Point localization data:
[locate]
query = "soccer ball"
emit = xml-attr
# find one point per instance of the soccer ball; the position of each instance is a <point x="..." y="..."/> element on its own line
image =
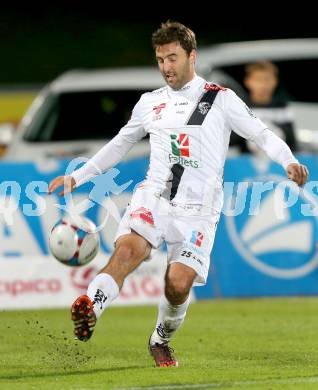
<point x="74" y="242"/>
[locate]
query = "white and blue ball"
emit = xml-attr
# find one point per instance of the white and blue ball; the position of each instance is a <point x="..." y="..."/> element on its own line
<point x="74" y="242"/>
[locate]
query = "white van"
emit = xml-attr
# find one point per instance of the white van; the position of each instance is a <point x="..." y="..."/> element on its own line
<point x="79" y="112"/>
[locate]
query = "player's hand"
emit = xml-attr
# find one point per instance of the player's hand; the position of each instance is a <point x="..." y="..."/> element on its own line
<point x="298" y="173"/>
<point x="68" y="182"/>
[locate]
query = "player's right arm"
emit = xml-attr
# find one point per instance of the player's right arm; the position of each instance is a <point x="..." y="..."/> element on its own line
<point x="105" y="158"/>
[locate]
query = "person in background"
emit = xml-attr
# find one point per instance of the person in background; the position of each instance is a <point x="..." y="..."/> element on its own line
<point x="261" y="80"/>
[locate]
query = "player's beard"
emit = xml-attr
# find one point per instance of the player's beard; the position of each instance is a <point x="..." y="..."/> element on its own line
<point x="176" y="80"/>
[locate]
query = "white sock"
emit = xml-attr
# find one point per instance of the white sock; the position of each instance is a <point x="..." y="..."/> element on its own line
<point x="102" y="290"/>
<point x="170" y="318"/>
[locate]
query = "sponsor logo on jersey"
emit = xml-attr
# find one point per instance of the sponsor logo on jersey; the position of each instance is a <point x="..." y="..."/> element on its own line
<point x="196" y="238"/>
<point x="144" y="214"/>
<point x="180" y="144"/>
<point x="213" y="87"/>
<point x="157" y="111"/>
<point x="180" y="147"/>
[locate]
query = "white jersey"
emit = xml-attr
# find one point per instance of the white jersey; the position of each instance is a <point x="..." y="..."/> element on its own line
<point x="189" y="136"/>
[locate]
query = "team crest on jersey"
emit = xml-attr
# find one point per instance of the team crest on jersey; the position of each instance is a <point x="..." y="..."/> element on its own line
<point x="213" y="87"/>
<point x="204" y="107"/>
<point x="157" y="111"/>
<point x="196" y="238"/>
<point x="180" y="151"/>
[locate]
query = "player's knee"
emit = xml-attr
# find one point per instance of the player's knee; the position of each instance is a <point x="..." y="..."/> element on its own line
<point x="177" y="288"/>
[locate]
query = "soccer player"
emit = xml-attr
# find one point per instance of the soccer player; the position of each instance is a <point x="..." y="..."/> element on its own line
<point x="189" y="122"/>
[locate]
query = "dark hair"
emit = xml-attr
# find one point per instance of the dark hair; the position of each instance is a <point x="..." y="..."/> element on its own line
<point x="174" y="32"/>
<point x="263" y="66"/>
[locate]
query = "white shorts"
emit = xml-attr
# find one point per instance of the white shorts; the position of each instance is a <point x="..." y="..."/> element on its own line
<point x="188" y="234"/>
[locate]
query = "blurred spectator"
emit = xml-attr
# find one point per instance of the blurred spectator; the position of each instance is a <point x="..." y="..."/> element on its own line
<point x="261" y="80"/>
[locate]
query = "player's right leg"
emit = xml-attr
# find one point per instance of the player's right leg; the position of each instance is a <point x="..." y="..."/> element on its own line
<point x="131" y="249"/>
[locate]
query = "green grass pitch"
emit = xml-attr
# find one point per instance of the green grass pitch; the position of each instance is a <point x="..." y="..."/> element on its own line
<point x="224" y="344"/>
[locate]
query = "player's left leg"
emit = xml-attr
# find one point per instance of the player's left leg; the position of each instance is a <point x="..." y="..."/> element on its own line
<point x="172" y="311"/>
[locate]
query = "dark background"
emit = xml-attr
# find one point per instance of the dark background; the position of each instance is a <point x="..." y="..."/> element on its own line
<point x="38" y="42"/>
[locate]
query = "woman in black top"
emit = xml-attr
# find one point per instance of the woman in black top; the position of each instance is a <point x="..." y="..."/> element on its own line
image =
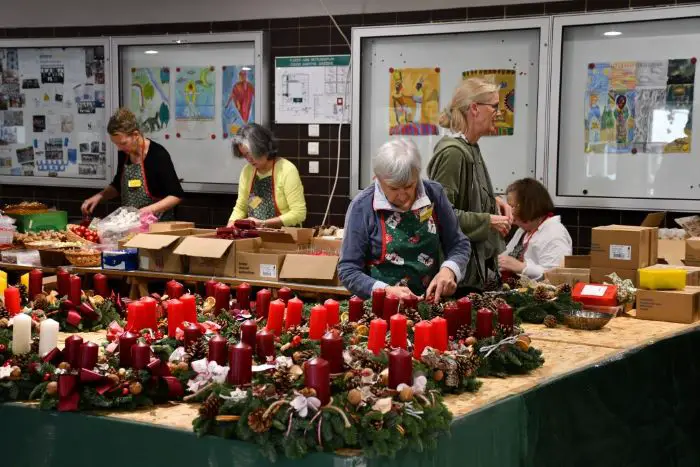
<point x="145" y="177"/>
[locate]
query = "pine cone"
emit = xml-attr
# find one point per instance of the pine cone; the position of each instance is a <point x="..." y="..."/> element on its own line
<point x="257" y="422"/>
<point x="550" y="321"/>
<point x="210" y="407"/>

> **PROBLEM REQUIREMENTS**: All the lines that hold the word "black" must appear in the answer, copied from the records.

> **RESULT OF THIS EXERCISE**:
query = "woman in black top"
# find one point per instance of the woman in black top; the position of each instance is a <point x="..." y="..."/> element on its own line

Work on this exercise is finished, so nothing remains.